Work to complete – Please output exactly the run of lines that starts at the line with "Where can the arched water" and ends at the last line of the records below.

■ ■ ■ ■ ■

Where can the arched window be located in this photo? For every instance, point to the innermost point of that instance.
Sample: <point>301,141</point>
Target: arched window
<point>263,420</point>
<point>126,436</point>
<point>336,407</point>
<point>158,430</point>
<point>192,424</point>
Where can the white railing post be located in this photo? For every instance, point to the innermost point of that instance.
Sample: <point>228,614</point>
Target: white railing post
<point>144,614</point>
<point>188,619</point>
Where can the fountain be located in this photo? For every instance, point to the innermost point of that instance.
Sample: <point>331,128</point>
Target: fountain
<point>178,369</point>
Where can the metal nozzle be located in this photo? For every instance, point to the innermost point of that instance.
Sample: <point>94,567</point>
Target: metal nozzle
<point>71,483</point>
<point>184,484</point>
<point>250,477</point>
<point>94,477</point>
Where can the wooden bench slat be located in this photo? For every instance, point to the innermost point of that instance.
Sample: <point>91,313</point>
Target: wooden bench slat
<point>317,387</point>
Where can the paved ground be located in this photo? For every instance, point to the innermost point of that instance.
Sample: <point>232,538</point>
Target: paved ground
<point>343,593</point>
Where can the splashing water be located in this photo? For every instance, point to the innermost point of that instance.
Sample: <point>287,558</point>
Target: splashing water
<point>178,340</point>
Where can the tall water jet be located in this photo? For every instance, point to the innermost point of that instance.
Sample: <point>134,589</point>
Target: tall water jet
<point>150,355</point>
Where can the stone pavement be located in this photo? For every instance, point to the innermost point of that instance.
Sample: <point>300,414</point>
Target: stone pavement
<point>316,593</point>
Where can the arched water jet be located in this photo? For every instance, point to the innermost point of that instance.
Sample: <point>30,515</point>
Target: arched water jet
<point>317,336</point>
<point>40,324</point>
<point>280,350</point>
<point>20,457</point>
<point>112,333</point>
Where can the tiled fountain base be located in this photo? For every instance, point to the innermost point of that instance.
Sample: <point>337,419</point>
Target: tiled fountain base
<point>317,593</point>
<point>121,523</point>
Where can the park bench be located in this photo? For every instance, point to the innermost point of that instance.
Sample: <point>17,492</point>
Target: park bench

■ ■ ■ ■ ■

Answer to the exercise –
Where can the arched water jet be located in this photo? For every instance, point to the innermost point of that instance.
Sample: <point>30,515</point>
Target: arched water jet
<point>317,336</point>
<point>40,324</point>
<point>280,350</point>
<point>20,457</point>
<point>112,333</point>
Where can the tiled fountain base be located in this photo? For every instance, point to the innermost point of that instance.
Sample: <point>337,419</point>
Target: tiled fountain base
<point>317,593</point>
<point>121,523</point>
Where can the park bench be located in this photo? For every instance, point to the innermost point of that instance.
Sample: <point>17,492</point>
Target: park bench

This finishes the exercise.